TO DO
Please state which test the writer forgot to get on the first call night, according to the intern-year essay below.

So I am now a third of the way into my intern year in my internal medicine residency. The whole enterprise started off as a string of stress and self-doubt inducing thought after another: There is a lot to know and I don't think I'll ever know any of it...Wow, that senior resident is really smart. I'm never going to be that good...Dr. So and So is a great attending, I'm never quite going to get there...I've never done a thoracentesis before. What is I mess up?...What if I kill someone?
Of all of the above, a green intern seeing the sheer confidence and competence of the junior and senior residents was somehow the scariest. It was a mystery how someone could go with my fund of knowledge to their fund of knowledge in a year or two. I was convinced I was the imposter in my intern class, the one for whom the physician production process would fail.
Along these lines, as I've moved through intern year, I've learned three important things. All of these have served to keep me sane in the storm of self-doubt:
1. A scared intern is an intern who has an appropriate level of confidence, and therefore thinks harder and is quicker to ask for help. He/she is therefore a safe intern.
2. Every intern feels the same fear coming into residency.
3. The goals of intern year should be modest. Not, "I want to read everything become a master clinician after 1 month on an inpatient service" but "I want to develop quickly implementable algorithms for common clinical situations that will ensure that I am thorough and efficient."
This last aspect is what I call "reflex building." There is a set of clinical situations that interns and residents will face time and time again. Getting good at working up and troubleshooting those problems builds confidence, saves time and allows you to devote your precious tired brain to more intransigent clinical issues.
I remember my first call night where a gentleman became short of breath. I walked into the patient's room, following a frantic nurse, with a veneer of calm but with the insides of a rookie quarterback facing his first test against a wild, aggressive defense. Thoughts scattered, I correctly asked for a stat chest x-ray, ABG kit, had the angle of the bed increased, and called for stat labs. I listened to the chest and thought it sounded wet, and ordered a diuretic. Prior to all this, I paged the teaching senior resident on call.
It turns out I did alright, but I forgot to get an EKG. In my stressed state, I forgot to think about acute cardiac issues (like heart attacks) as precipitants for this new shortness of breath. Clearly, ruling out heart attacks is an absolute must. Luckily the nurses and the night senior all knew what to do and the EKG machine was in the room and humming before I'd even thought to call out for it. (The patient was not having a heart attack.)
Two months later, I was in the same situation. I walked in to the room, again with some outward swag, but this time with also with an organized work-up plan. I got all the tests I needed to get. It turned out the gentleman had missed his diuretic pill for two days. He sounded "wet" and I diuresed him. His EKG was fine and the patient got better quickly. I then had time to leave and deal with the four new admits that hit the floor all at once, then later check in on this patient before I handed off the service to the day team.

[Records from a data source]
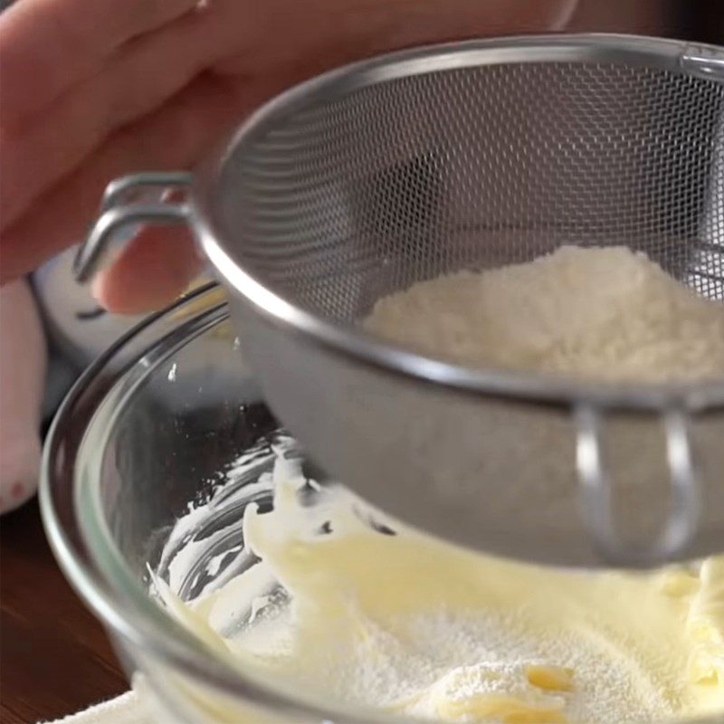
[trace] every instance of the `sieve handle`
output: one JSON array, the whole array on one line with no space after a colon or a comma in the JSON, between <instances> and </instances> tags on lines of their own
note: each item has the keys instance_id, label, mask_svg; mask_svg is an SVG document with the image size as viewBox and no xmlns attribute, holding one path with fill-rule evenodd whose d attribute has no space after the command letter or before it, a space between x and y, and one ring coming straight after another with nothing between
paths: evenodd
<instances>
[{"instance_id":1,"label":"sieve handle","mask_svg":"<svg viewBox=\"0 0 724 724\"><path fill-rule=\"evenodd\" d=\"M187 224L190 206L186 200L148 203L142 192L183 192L186 197L191 180L191 174L184 172L149 172L122 176L109 184L100 215L75 257L75 278L85 282L93 277L119 229L132 224Z\"/></svg>"},{"instance_id":2,"label":"sieve handle","mask_svg":"<svg viewBox=\"0 0 724 724\"><path fill-rule=\"evenodd\" d=\"M577 410L576 468L580 501L593 541L607 560L626 567L650 567L681 552L696 533L700 515L700 481L694 471L685 412L671 409L662 417L666 439L672 505L665 524L649 544L632 545L619 536L612 507L611 480L601 453L601 414Z\"/></svg>"}]
</instances>

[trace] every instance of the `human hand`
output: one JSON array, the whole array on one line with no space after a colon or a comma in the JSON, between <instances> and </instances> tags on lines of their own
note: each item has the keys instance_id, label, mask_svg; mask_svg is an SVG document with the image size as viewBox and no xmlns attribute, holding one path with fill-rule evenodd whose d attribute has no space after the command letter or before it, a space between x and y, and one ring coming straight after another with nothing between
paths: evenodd
<instances>
[{"instance_id":1,"label":"human hand","mask_svg":"<svg viewBox=\"0 0 724 724\"><path fill-rule=\"evenodd\" d=\"M260 103L326 68L472 35L559 27L576 0L23 0L0 15L0 281L82 238L106 184L190 169ZM200 269L142 230L97 280L121 312Z\"/></svg>"}]
</instances>

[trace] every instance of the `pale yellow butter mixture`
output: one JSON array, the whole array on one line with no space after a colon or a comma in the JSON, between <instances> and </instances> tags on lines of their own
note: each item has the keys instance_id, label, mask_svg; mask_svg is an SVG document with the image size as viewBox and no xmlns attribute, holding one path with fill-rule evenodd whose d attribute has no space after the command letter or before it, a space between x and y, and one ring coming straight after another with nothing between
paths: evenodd
<instances>
[{"instance_id":1,"label":"pale yellow butter mixture","mask_svg":"<svg viewBox=\"0 0 724 724\"><path fill-rule=\"evenodd\" d=\"M622 248L423 282L367 326L473 366L657 381L724 371L724 307ZM269 680L453 722L724 716L724 557L645 574L545 569L385 521L293 466L278 466L274 489L273 510L252 506L243 521L261 562L192 610L169 599Z\"/></svg>"},{"instance_id":2,"label":"pale yellow butter mixture","mask_svg":"<svg viewBox=\"0 0 724 724\"><path fill-rule=\"evenodd\" d=\"M724 713L724 557L546 569L385 521L342 489L315 489L310 505L309 483L275 475L274 510L252 506L243 523L262 562L187 618L243 665L324 702L447 721ZM243 606L251 623L226 630Z\"/></svg>"}]
</instances>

RESPONSE
An EKG.